— start —
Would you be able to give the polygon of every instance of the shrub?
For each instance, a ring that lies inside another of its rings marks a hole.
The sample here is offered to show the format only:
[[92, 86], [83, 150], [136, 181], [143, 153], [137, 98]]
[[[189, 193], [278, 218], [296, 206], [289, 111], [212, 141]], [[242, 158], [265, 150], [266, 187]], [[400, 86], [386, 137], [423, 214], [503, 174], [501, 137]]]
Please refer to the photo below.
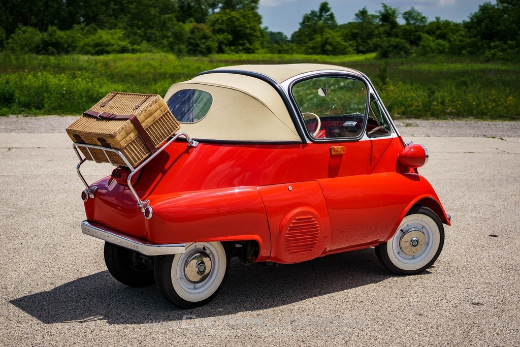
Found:
[[16, 53], [38, 54], [43, 46], [43, 35], [32, 27], [20, 25], [7, 41], [7, 50]]
[[410, 56], [411, 48], [408, 43], [401, 38], [388, 38], [380, 43], [378, 57], [405, 58]]

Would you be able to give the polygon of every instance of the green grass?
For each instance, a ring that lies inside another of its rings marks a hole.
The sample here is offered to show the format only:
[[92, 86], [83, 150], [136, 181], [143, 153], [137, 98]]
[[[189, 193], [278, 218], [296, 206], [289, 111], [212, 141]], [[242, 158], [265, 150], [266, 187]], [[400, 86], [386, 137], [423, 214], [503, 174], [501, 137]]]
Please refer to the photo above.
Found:
[[366, 74], [394, 117], [520, 119], [520, 65], [440, 57], [165, 54], [59, 56], [0, 54], [0, 115], [79, 114], [112, 91], [164, 95], [172, 84], [221, 66], [319, 62]]

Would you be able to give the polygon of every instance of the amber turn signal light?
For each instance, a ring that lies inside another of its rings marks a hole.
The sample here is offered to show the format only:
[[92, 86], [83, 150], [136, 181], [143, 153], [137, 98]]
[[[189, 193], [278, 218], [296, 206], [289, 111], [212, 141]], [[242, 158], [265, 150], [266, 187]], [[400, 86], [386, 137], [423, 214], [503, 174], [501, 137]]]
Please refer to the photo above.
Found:
[[343, 146], [333, 146], [330, 148], [330, 154], [332, 156], [343, 154], [346, 151], [346, 149]]

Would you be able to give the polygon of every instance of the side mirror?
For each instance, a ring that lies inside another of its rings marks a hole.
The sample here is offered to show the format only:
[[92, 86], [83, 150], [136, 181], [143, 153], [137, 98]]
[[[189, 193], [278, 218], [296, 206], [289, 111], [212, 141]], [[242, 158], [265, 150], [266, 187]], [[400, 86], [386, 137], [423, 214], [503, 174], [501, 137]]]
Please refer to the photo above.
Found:
[[318, 95], [320, 96], [325, 96], [327, 95], [328, 92], [324, 88], [318, 88]]
[[399, 153], [397, 160], [408, 168], [419, 168], [428, 162], [428, 150], [422, 145], [407, 146]]

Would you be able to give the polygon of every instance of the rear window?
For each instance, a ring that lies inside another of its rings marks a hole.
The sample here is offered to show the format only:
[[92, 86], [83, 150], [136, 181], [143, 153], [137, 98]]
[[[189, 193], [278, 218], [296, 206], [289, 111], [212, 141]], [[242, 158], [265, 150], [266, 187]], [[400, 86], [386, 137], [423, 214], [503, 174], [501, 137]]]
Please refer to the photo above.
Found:
[[180, 123], [196, 123], [206, 117], [213, 102], [213, 97], [207, 92], [185, 89], [172, 95], [166, 104]]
— end —
**WHAT IS BEING ASKED:**
Add 52 to every coordinate in the found outlines, and give the data again in full, from the line that contains "the side mirror?" through the line that contains "145], [407, 146]]". Leave the format sample coordinates unchanged.

**OUTPUT FOR THIS EXERCISE:**
Would you be able to give the polygon of every instance of the side mirror?
For each instance, a ring that lies inside another of its rings marks a hole.
The sample here is offered to show the format only:
[[92, 86], [83, 150], [136, 181], [143, 153], [137, 98]]
[[[189, 193], [278, 218], [296, 206], [289, 111], [212, 141]], [[242, 158], [265, 150], [266, 187]], [[400, 86], [386, 137], [423, 214], [503, 174], [501, 137]]]
Please refer to the photo above.
Found:
[[370, 147], [372, 148], [377, 148], [379, 147], [380, 144], [376, 140], [370, 140]]
[[451, 205], [449, 212], [460, 220], [471, 220], [480, 214], [480, 202], [474, 197], [459, 198]]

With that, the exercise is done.